- **Document passage**

►

The first background art is as follows.
An analog watch that has a load-compensation function, this watch having a stepping motor that is driven by drive pulses, a drive judging means that observes movement of a rotor after a normal drive pulse is applied to the stepping motor and judges whether or not drive was correctly done, and a compensation drive pulse supplying means which, if the judgment was made by the drive judging means that drive was not completely done, supplies a compensation drive pulse to a drive circuit, is already known in the form of a product.
The principle of the load-compensation function is that of performing hand drive at each step with a drive pulse that has an amount of energy that is close to the minimum required energy, and observing the waveform of the electromotive voltage generated in the drive coil by means of the movement of the thus-driven rotor.
If a characteristic waveform is detected, such as occurs when the rotor is not capable of rotating normally through one step, this occurring during drive of the calendar mechanism, and when attached dirt or the like place a suddenly increased load, a compensation pulse having a larger energy (for example, with a larger time width) is immediately supplied once again so that the rotor is reliably driven by one step.

◄

- **Material**
►

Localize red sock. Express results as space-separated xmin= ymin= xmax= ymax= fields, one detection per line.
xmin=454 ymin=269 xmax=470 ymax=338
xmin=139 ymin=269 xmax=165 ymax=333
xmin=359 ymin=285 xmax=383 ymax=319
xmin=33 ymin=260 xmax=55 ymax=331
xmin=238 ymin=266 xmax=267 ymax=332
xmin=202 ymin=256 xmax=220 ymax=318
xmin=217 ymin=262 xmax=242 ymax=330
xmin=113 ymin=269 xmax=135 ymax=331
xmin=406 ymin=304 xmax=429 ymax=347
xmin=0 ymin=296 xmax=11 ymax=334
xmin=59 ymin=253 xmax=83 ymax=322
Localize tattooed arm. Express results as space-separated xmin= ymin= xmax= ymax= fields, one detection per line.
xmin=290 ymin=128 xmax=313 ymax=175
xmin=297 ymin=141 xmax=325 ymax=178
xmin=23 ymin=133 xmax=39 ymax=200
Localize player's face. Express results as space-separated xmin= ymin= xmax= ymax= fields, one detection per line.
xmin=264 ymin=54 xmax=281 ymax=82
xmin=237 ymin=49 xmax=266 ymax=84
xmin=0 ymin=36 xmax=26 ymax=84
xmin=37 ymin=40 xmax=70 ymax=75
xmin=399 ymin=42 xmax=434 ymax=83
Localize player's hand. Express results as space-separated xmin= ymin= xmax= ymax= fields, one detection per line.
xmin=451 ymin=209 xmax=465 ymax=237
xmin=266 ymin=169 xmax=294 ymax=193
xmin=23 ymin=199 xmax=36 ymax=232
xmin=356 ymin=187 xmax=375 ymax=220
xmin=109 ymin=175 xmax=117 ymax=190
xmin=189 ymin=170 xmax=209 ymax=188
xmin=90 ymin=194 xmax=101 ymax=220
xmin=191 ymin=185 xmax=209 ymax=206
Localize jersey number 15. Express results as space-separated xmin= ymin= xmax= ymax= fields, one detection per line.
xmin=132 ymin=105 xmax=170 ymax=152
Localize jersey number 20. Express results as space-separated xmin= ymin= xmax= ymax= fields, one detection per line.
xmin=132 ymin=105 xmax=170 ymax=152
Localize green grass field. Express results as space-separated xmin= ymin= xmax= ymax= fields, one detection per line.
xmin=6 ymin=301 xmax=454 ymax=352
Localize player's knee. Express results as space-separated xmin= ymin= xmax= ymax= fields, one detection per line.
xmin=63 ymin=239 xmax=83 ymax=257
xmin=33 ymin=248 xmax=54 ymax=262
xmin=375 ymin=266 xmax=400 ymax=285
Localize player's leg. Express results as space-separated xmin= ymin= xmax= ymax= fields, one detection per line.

◄
►

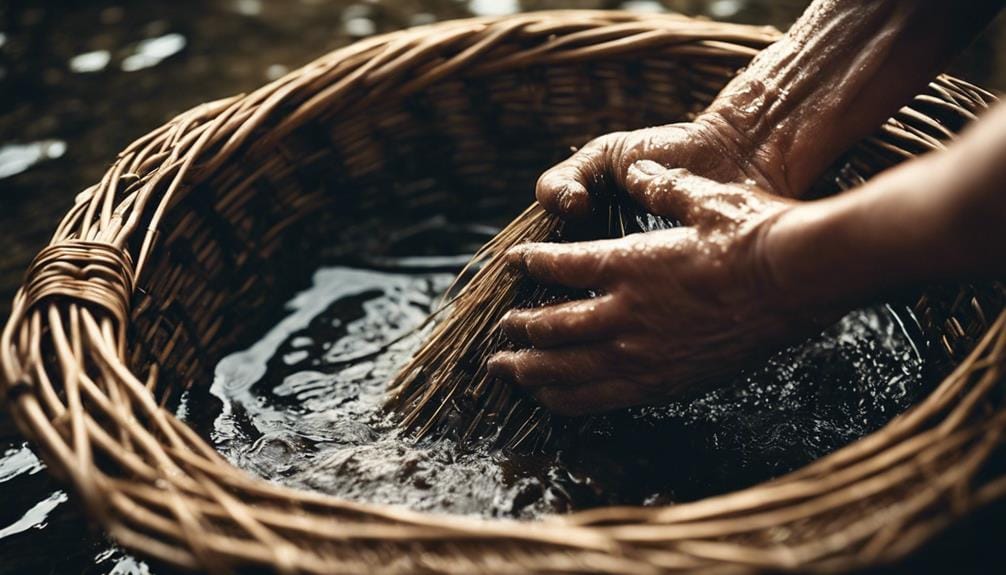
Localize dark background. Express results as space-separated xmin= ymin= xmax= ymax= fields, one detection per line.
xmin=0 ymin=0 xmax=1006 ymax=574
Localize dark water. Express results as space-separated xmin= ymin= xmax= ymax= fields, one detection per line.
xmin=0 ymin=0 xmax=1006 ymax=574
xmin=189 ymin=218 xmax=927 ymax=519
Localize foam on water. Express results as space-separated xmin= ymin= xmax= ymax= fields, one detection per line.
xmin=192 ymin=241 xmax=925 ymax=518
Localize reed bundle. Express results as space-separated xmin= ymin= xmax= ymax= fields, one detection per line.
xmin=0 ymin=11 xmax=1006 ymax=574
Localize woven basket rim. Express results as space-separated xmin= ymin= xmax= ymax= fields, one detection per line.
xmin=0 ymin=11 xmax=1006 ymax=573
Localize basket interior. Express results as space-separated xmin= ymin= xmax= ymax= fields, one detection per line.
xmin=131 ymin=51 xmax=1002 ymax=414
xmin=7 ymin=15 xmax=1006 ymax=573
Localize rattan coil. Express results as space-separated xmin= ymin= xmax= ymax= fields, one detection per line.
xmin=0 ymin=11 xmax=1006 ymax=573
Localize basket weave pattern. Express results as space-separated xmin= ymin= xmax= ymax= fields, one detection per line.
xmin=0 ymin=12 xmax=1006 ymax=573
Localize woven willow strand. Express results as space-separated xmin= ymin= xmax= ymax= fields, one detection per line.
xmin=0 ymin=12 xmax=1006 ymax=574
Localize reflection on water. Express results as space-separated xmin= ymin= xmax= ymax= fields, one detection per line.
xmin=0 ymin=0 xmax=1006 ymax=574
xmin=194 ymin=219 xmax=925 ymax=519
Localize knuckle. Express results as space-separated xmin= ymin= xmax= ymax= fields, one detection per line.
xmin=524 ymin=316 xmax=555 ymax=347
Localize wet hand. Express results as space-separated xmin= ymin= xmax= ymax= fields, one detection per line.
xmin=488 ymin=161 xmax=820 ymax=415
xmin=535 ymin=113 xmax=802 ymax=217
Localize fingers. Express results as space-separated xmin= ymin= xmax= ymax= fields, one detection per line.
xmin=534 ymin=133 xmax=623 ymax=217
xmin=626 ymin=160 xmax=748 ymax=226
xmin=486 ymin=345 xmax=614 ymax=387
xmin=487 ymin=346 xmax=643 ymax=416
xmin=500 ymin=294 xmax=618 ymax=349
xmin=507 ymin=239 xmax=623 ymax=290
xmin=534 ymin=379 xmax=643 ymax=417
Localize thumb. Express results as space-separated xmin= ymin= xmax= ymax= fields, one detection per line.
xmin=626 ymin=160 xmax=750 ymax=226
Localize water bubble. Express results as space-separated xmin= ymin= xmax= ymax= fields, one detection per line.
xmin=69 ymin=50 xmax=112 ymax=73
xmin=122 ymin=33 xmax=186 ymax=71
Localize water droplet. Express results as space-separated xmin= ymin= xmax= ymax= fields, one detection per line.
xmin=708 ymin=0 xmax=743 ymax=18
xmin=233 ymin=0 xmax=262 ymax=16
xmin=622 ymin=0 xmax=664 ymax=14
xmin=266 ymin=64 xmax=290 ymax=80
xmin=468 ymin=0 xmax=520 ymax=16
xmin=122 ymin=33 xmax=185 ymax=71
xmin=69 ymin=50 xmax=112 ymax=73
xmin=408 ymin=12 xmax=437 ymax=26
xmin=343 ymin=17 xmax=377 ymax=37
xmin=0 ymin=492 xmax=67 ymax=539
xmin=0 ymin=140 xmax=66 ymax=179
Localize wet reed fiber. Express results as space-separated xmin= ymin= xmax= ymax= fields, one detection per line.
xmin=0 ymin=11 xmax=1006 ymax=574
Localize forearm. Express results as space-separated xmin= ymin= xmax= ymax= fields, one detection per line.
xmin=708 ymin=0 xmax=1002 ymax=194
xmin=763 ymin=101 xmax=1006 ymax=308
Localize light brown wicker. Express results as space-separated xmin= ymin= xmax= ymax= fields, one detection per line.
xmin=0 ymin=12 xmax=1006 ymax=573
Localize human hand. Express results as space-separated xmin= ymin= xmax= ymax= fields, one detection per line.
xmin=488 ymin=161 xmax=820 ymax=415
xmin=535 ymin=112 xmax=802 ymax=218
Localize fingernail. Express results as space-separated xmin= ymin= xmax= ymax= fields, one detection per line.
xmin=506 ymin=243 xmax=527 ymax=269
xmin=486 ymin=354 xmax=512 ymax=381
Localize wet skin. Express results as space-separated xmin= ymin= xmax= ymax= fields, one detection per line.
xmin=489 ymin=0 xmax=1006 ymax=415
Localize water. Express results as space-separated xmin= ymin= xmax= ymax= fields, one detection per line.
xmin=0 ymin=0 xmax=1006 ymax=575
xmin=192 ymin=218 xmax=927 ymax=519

◄
►

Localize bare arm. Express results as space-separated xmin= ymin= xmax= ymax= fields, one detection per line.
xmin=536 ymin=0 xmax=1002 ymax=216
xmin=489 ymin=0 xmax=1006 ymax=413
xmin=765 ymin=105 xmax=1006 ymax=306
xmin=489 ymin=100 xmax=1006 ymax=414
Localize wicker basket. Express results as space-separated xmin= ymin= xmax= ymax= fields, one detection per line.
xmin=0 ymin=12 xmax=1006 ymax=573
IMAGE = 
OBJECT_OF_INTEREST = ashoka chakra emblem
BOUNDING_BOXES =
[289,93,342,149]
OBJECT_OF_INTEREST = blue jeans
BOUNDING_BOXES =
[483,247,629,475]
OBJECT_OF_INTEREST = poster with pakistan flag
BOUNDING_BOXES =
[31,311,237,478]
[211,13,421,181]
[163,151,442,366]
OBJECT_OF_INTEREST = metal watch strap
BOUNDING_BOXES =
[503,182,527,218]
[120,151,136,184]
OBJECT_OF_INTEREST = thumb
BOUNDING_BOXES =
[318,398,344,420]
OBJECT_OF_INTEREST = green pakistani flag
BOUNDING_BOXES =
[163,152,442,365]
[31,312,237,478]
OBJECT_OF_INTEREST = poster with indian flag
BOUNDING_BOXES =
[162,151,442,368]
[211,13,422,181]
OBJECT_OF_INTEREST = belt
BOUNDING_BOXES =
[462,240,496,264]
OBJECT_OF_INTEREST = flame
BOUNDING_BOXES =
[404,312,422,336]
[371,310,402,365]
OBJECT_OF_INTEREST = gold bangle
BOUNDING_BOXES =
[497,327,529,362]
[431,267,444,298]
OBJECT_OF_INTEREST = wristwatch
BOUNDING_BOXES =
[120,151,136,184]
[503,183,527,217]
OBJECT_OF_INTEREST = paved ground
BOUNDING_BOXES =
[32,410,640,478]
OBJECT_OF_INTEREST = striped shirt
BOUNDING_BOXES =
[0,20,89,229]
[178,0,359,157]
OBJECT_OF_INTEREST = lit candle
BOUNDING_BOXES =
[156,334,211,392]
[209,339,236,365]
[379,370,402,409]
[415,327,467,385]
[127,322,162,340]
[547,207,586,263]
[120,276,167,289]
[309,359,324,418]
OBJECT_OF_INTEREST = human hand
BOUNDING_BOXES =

◄

- **What this exercise asks**
A - In the passage on the analog watch's load-compensation function, what example is given of a compensation pulse with larger energy?
B - Retype the passage on the watch's load-compensation function from "An analog watch" to "the thus-driven rotor.".
C - Write what comes next in the passage on the analog watch's load-compensation function, starting after its final sentence.
The lines are not needed for anything here.

- **Answers per task**
A - A pulse with a larger time width.

B -
An analog watch that has a load-compensation function, this watch having a stepping motor that is driven by drive pulses, a drive judging means that observes movement of a rotor after a normal drive pulse is applied to the stepping motor and judges whether or not drive was correctly done, and a compensation drive pulse supplying means which, if the judgment was made by the drive judging means that drive was not completely done, supplies a compensation drive pulse to a drive circuit, is already known in the form of a product.
The principle of the load-compensation function is that of performing hand drive at each step with a drive pulse that has an amount of energy that is close to the minimum required energy, and observing the waveform of the electromotive voltage generated in the drive coil by means of the movement of the thus-driven rotor.

C -
By doing this, the average power consumption from the drive pulses is reduced, so as to lengthen the life of the battery, and misoperation (delay) of the watch is eliminated.
The above-noted technology is already widely applied in electronic watches.
One known publication that discloses this technology is, for example, the Japanese Examined Patent Publication (KOKOKU) No. 8-33457.
In the embodiment shown in FIG. 1 of the above-noted publication (FIG. 6 in this application), a first drive inverter 18, a second drive inverter 19, and the associated circuitry form a stepping motor drive circuit, while a coil open/close pulse supplying means 20, a detection circuit 31, a first rotation detection signal storage circuit 32, a second rotation detection signal storage circuit 33, and the associated circuitry form a drive judging means. A compensation pulse supplying means 50 is also provided.
The stepping motor in the above-noted background art is configured as shown in FIG. 2 (FIG. 7 of this application).
Let us examine the load compensation technology as presented in the above-noted publication. As shown in FIG. 5 of the above-noted publication (FIG. 8 of this application), a voltage pulse having an overall width of 5 ms and which is finally broken up is supplied alternately every 1 second to the ends of the drive coil 28 of a two pole stepping motor as the normal drive pulse.
Each time the rotor 29, which is formed by a permanent magnet, is driven, it does not stop immediately when the drive pulse stops, but rather exhibits free vibration several times, this vibration inducing a voltage in the coil 28.
The waveform thereof naturally reflects the movement condition of the rotor 29, and in the case in which the rotor has completed a feed operation of one step normally, a coil current waveform such as shown in FIG. 4 (FIG. 9 of this application) is obtained.
However, if the gear train load is large, so that the rotor could not rotate normally, a coil current waveform such as shown in FIG. 7 (FIG. 10 of this application) is obtained.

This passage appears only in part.